What you are asked to do - Copy each of these items line for line, keeping everything unchanged.

(Extracted data entries)
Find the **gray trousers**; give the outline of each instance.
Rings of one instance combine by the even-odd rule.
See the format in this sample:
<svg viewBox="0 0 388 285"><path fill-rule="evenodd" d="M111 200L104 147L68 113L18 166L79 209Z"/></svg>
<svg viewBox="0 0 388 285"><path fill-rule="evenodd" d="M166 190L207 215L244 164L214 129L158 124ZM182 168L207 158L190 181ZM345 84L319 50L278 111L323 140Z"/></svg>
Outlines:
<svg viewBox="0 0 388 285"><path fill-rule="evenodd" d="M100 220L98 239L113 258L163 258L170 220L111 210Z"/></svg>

Final result -
Find the **gray trousers**; give the outline of each instance.
Rings of one instance combine by the even-odd rule.
See the format in this sample:
<svg viewBox="0 0 388 285"><path fill-rule="evenodd" d="M111 200L104 147L68 113L18 166L79 209Z"/></svg>
<svg viewBox="0 0 388 285"><path fill-rule="evenodd" d="M166 190L207 215L244 164L214 129L158 124ZM182 168L207 158L190 181ZM345 84L319 50L278 111L323 140Z"/></svg>
Outlines:
<svg viewBox="0 0 388 285"><path fill-rule="evenodd" d="M100 220L98 239L113 258L163 258L170 220L111 210Z"/></svg>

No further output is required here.